*Detection examples*:

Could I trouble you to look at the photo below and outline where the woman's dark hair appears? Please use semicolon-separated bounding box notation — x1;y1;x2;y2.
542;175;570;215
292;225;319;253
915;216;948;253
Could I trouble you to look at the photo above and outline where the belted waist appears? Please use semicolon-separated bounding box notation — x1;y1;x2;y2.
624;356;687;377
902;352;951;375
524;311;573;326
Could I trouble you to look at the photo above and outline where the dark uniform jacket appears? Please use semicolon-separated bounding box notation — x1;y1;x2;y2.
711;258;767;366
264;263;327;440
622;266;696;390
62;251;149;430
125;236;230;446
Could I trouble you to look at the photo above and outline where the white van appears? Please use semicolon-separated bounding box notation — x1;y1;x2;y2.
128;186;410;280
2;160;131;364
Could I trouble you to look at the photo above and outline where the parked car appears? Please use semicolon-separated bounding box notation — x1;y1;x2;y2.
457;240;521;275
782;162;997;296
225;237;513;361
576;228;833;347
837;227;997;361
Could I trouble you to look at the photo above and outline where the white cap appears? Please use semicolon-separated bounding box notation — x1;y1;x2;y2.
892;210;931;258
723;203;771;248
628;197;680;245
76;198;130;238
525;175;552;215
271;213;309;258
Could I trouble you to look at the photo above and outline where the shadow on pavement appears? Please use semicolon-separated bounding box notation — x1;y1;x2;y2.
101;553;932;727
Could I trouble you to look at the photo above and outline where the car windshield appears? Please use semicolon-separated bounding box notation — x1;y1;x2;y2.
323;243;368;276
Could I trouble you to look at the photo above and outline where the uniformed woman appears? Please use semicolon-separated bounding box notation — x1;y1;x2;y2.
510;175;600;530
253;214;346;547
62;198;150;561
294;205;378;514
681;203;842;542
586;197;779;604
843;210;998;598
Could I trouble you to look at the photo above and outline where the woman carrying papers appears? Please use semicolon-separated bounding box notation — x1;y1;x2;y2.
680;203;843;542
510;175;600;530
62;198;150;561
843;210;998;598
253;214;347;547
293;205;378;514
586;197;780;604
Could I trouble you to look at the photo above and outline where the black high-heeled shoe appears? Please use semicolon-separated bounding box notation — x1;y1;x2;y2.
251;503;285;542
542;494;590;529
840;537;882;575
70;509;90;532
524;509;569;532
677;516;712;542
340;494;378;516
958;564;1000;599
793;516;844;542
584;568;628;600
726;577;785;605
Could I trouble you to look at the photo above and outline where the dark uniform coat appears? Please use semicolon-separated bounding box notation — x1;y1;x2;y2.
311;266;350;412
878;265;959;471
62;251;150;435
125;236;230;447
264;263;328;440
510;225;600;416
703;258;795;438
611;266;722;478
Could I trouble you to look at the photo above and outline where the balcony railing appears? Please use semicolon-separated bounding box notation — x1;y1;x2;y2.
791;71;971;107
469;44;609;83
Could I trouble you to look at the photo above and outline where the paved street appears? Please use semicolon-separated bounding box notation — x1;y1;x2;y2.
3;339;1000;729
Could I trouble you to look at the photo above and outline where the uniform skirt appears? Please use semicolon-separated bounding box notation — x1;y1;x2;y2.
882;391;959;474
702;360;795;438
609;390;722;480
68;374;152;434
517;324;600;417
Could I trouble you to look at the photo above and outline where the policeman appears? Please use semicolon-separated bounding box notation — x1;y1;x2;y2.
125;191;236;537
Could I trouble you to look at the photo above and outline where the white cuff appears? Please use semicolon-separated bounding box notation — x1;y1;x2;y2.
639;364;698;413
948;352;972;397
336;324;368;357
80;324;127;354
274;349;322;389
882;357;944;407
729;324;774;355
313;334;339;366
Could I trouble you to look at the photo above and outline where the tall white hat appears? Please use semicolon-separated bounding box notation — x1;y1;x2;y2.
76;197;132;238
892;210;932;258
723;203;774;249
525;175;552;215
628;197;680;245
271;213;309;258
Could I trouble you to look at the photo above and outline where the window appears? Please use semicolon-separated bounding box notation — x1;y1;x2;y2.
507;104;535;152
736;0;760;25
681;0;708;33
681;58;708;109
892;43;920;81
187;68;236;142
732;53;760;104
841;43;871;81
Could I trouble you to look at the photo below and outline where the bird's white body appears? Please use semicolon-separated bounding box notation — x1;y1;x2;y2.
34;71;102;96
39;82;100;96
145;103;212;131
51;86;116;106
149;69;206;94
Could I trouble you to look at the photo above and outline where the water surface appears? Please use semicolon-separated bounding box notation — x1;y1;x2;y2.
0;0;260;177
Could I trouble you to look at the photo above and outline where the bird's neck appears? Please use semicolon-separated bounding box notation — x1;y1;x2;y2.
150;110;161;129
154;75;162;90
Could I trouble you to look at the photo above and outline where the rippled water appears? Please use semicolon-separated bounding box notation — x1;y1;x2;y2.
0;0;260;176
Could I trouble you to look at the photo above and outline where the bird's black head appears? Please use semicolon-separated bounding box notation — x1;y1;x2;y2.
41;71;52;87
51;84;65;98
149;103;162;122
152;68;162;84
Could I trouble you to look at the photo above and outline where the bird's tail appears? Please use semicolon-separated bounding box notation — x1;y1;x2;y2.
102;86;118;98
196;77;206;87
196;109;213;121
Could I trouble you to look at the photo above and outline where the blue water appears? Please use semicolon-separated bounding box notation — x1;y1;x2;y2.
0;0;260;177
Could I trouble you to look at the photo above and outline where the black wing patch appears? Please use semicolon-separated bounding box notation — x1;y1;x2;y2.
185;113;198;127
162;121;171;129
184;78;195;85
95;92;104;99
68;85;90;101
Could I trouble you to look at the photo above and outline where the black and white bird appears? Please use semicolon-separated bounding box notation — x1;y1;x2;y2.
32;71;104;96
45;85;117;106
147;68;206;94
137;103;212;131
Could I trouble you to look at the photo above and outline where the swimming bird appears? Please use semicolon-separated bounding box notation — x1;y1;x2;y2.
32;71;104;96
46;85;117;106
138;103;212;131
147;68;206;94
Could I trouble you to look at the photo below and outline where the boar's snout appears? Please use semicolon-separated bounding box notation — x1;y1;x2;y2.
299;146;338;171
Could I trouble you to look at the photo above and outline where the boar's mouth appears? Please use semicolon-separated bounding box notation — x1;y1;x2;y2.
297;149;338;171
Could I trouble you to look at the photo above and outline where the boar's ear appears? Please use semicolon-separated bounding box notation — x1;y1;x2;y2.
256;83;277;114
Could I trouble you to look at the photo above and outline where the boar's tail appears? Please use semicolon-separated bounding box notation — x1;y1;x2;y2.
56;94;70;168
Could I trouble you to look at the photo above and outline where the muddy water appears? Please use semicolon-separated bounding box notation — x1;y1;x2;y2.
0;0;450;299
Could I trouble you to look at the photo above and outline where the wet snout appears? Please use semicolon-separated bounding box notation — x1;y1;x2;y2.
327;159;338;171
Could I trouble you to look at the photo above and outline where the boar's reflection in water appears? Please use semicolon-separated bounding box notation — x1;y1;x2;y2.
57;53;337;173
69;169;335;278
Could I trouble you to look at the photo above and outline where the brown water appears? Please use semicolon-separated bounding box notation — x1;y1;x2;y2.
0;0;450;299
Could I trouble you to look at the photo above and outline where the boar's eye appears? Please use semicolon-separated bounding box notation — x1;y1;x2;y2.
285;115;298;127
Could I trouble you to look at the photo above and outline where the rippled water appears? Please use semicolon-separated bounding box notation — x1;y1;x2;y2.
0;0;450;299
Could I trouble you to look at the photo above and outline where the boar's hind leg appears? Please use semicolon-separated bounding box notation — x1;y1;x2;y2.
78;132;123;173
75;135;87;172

*INSTRUCTION*: Reproduce the lines from the line with "dark uniform coat" up to and including the line with "3;339;1000;729", switching "outline" to "mark" and leaving everything else unchanged.

*COMPLETE OUTPUT*:
Could I trouble you to look at the photo above and mark where the dark uniform coat appears? Please use semicolon-separated bounding box notation — x1;y1;x2;y2.
311;266;350;412
878;265;959;471
62;251;150;435
125;236;230;447
264;263;328;440
510;225;600;416
703;258;795;438
611;266;722;478
Could I trouble you to look at the photo above and mark where the balcony railing appears? Please use semicolon-separated bounding box notation — x1;y1;x2;y2.
791;71;971;107
469;44;609;83
Could I trouble you to look at the photo above and mark where the paved street appears? Please use semicolon-separated bounding box notation — x1;y1;x2;y2.
3;339;1000;729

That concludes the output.